### What needs to be done
Pick up the auditor's report on Everest Organics Limited after its last sentence and continue it.

As required by the Companies (Auditors Report) Order, 2016 ("The Order"), issued by the Central Government of India in terms of sub-section 11 of Section 143 of the Act, we give in the Annexure-A a Statement on the matters specified in Paragraph 3 and 4 of the Order, to the extent applicable.

As required by Section 143(3) of the Act, we report that:

a) We have sought and obtained all the information and explanations which to the best of our knowledge and belief were necessary for the purposes of our audit;

b) In our opinion, proper books of account as required by law have been kept by the Company so far as it appears from our examination of those books.

c) The Balance Sheet, the Profit and Loss Statement, the Cash Flow Statement and the Statement of Changes in Equity dealt with by this Report are in agreement with the books of account.

d) In our opinion, the aforesaid financial statements comply with the Accounting Standards specified under Section 133 of the Act, read with Rule 7 of the Companies (Indian Accounting Standards) Rules, 2015 as amended;

e) On the basis of the written representations received from the directors as on March 31, 2021, taken on record by the Board of Directors, Shri KRK Raju Independent Director of the Company, is also a Director on the Board of another company, whose name has been struck off from the register of companies by the Ministry of Company Affairs. On a writ petition filed in this regard, the Honorable High court of Telengana has passed an order on 22nd Jan 2020, consequently the DIN of Mr KRK Raju is active as on date. As per the said order, the same order holds good for active companies. Subject to the above, none of the directors is disqualified as on March 31, 2021, from being appointed as a director in terms of Section 164(2) of the Act.

f) With respect to the adequacy of the internal financial controls over financial reporting of the Company and the operating effectiveness of such controls, refer to our separate Report in "Annexure-B".

g) With respect to the other matters to be included in the Auditors Report in accordance with Rule 11 of the Companies (Audit and Auditors) Rules, 2014, as amended, in our opinion and to the best of our information and according to the explanations given to us:

(i) The Company has disclosed the impact of pending litigations on its financial position in its financial statements as referred to Para 26(C) (xii) Under Notes on Accounts to the Financial Statements.

(ii) The Company does not have any long term contracts including derivative contracts for which there were any material foreseeable losses.

(iii) There has been no delay in transferring amounts, required to be transferred, to the Investor Education and Protection Fund by the Company.

ANNEXURE - A TO THE INDEPENDENT AUDITORS REPORT DT.12-06-2021 ISSUED TO THE MEMBERS OF EVEREST ORGANICS LIMITED

Statement on the matters specified in Paragraphs 3 & 4 of the Companies (Auditors Report) Order, 2016.

(i) a) The Company has maintained proper records showing broad particulars including quantitative details and situation of fixed assets, on the basis of available information. However, the fixed assets register is to be updated. We are informed by the management that the company is in the process of compiling and reconstructing the Fixed Assets Register to show full particulars including quantitative details and situation of Fixed Assets.

b) As per the information and explanations furnished to us by the management, majority of the fixed assets have been physically verified in a broad manner by the management in a phased manner, which in our opinion is reasonable, having regard to the size of the Company and nature of its assets. We are informed that no material discrepancies were noticed on such verification, pending adjustment.

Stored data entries
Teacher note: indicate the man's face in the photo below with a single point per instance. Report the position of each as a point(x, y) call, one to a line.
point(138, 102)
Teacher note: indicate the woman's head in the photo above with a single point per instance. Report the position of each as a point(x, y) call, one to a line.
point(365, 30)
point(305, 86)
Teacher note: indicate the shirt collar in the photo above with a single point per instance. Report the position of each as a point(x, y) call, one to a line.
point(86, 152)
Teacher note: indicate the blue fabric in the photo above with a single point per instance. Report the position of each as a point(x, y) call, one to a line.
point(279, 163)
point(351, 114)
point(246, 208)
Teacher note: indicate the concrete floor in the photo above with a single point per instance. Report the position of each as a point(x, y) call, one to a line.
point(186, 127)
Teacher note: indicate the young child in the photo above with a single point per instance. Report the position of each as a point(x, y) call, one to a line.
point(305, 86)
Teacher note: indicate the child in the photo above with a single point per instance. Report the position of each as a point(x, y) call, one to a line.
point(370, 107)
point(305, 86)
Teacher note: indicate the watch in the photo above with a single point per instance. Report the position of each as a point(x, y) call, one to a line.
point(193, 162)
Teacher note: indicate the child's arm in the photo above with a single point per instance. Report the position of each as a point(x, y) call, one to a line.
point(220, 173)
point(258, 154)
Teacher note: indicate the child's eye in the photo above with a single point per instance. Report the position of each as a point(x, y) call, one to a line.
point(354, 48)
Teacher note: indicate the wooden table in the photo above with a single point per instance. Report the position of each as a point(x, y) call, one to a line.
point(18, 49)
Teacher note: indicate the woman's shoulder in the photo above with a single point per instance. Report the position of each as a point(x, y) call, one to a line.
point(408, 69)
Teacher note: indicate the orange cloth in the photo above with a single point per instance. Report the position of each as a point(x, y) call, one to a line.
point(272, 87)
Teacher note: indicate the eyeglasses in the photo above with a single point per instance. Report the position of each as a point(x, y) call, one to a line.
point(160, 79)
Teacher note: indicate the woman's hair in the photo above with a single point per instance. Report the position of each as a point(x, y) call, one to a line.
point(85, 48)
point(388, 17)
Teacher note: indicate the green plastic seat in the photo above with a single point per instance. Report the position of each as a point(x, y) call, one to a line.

### Exercise response
c) As per the information and explanations furnished to us by the management, the title deeds of immovable properties are held in the name of the company. However, the original land documents were transferred from the erstwhile banker Kotak Mahindra Bank Limited to HDFC Bank Limited. The confirmation to this effect is awaited from the HDFC Bank Limited.

(ii) The physical verification of inventories has been conducted during the year by the management, in respect of majority of the high value items at reasonable intervals. In our opinion, the frequency of such verification is reasonable. The discrepancies that were noticed have been properly dealt with in the books of account.

(iii) As per the information and explanations furnished to us by the management and as per the books of account and other documents examined by us, the company has not granted any loans secured or unsecured to companies, firms, limited partnerships or other parties covered in the register maintained under Section 189 of the Companies Act, 2013.

(iv) As per the information and explanations furnished to us by the management and as per the books of accounts and other documents examined by us, the company has not given any loans, made investments, given guarantees, securities to the parties to which provisions of Sections 185 and 186 of the Companies Act, 2013 are applicable.

(v) According to the information and explanations given to us the Company has not accepted deposits, to which the directives issued by the Reserve Bank of India and the provisions of Section 73 to 76 or the other relevant provisions of the Companies Act, and the rules framed there under, wherever applicable, from the public.

However, there are certain unsecured loans, accepted from Directors and their related parties, total amount outstanding in this regard, as at 31-03-2021 is Rs. 117.91 lakhs.

(vi) As per the information and explanations furnished to us, prima facie, it appears that the company broadly meets the requirement prescribed by the Central Government under section 148(1) of the Companies Act, 2013 read with Companies (Cost Records and Audit) Rules, 2014. We have however, not made a detailed examination of the cost records.

(vii) a) As per the information and explanations furnished to us by the management, according to the records of the Company, undisputed statutory dues including Provident Fund, Employees State Insurance, Income Tax, Sales Tax, Service Tax, duty of Customs, Duty of Excise, Value Added Tax, Cess and other statutory dues have been generally deposited with the appropriate authorities, with delays. However, according to the information and explanations given to us, no other undisputed amounts payable in respect of the aforesaid dues were outstanding as at 3103-2021 for a period of more than six months from the date they became payable.

(b) As per the information and explanations furnished to us by the management, there are no dues of income tax, sales tax or service tax or duty of customs or duty of excise or value added tax that have not been deposited on account of any dispute.

(viii) As per the information and explanations given to us, the company has not defaulted in repayment of loans or borrowings to the Banks or Government. The company has not made any borrowings from the financial institutions or debenture holders.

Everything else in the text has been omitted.